* **STATED EXERCISE**
Reproduce the records below in full, replacing "even-odd rule" with "nonzero rule" at every occurrence and leaving all other text unchanged.
▬▬▬▬▬▬
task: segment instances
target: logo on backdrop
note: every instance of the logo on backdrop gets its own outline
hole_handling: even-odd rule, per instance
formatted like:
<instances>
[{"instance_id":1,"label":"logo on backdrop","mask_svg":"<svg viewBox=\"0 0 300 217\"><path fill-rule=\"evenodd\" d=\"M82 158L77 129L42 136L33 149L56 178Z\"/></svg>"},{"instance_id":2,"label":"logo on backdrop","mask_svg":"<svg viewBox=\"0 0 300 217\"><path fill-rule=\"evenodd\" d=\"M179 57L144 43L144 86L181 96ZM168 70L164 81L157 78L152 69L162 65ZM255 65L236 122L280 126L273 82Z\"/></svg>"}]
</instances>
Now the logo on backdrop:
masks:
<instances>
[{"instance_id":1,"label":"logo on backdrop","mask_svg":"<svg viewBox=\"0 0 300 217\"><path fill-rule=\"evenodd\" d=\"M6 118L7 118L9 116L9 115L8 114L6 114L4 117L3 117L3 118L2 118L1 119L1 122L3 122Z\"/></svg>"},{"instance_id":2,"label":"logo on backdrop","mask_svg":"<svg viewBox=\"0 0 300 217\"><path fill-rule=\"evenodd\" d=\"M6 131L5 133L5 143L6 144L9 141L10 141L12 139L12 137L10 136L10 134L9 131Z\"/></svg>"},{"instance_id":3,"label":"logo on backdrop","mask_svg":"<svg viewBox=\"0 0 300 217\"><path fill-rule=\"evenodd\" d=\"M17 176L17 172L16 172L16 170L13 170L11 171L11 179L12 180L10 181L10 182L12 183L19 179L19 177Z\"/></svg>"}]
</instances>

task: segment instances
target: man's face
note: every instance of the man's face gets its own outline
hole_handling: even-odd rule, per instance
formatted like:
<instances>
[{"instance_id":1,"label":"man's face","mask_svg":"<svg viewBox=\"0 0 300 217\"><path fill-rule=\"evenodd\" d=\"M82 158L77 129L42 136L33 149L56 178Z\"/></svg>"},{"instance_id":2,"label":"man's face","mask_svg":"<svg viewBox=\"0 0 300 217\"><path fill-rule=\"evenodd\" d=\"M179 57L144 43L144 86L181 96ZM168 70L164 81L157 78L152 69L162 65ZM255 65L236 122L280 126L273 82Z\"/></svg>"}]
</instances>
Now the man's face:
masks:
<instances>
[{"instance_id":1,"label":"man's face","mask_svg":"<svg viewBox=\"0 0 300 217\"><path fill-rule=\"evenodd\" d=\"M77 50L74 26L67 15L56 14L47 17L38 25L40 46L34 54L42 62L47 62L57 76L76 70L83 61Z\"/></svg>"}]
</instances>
▬▬▬▬▬▬
* **EXERCISE SOLUTION**
task: segment instances
target: logo on backdrop
note: every instance of the logo on backdrop gets its own outline
hole_handling: nonzero rule, per instance
formatted like:
<instances>
[{"instance_id":1,"label":"logo on backdrop","mask_svg":"<svg viewBox=\"0 0 300 217\"><path fill-rule=\"evenodd\" d=\"M82 158L77 129L42 136L33 149L56 178Z\"/></svg>"},{"instance_id":2,"label":"logo on backdrop","mask_svg":"<svg viewBox=\"0 0 300 217\"><path fill-rule=\"evenodd\" d=\"M179 57L144 43L144 86L181 96ZM168 70L164 81L157 78L152 69L162 65ZM255 65L236 122L280 126L273 82Z\"/></svg>"}]
</instances>
Now the logo on backdrop:
masks:
<instances>
[{"instance_id":1,"label":"logo on backdrop","mask_svg":"<svg viewBox=\"0 0 300 217\"><path fill-rule=\"evenodd\" d=\"M6 118L7 118L9 116L9 115L8 114L6 114L4 117L3 117L3 118L2 118L1 119L1 122L3 122Z\"/></svg>"},{"instance_id":2,"label":"logo on backdrop","mask_svg":"<svg viewBox=\"0 0 300 217\"><path fill-rule=\"evenodd\" d=\"M6 131L5 133L5 143L6 144L9 141L10 141L12 139L12 137L10 136L10 134L9 131Z\"/></svg>"},{"instance_id":3,"label":"logo on backdrop","mask_svg":"<svg viewBox=\"0 0 300 217\"><path fill-rule=\"evenodd\" d=\"M17 176L17 172L16 172L16 170L13 170L11 171L11 179L12 180L10 181L10 182L12 183L19 179L19 177Z\"/></svg>"}]
</instances>

task: segment instances
target: man's face
note: every instance of the man's face gets its own outline
hole_handling: nonzero rule, per instance
formatted like:
<instances>
[{"instance_id":1,"label":"man's face","mask_svg":"<svg viewBox=\"0 0 300 217\"><path fill-rule=\"evenodd\" d=\"M82 158L77 129L42 136L33 149L56 178Z\"/></svg>"},{"instance_id":2,"label":"man's face","mask_svg":"<svg viewBox=\"0 0 300 217\"><path fill-rule=\"evenodd\" d=\"M179 57L144 43L144 86L181 96ZM168 70L164 81L157 78L152 69L162 65ZM255 65L236 122L280 126L273 82Z\"/></svg>"}]
</instances>
Now the man's face:
masks:
<instances>
[{"instance_id":1,"label":"man's face","mask_svg":"<svg viewBox=\"0 0 300 217\"><path fill-rule=\"evenodd\" d=\"M77 50L74 26L67 15L56 14L47 17L38 25L40 46L34 54L42 62L47 62L57 76L76 70L83 61Z\"/></svg>"}]
</instances>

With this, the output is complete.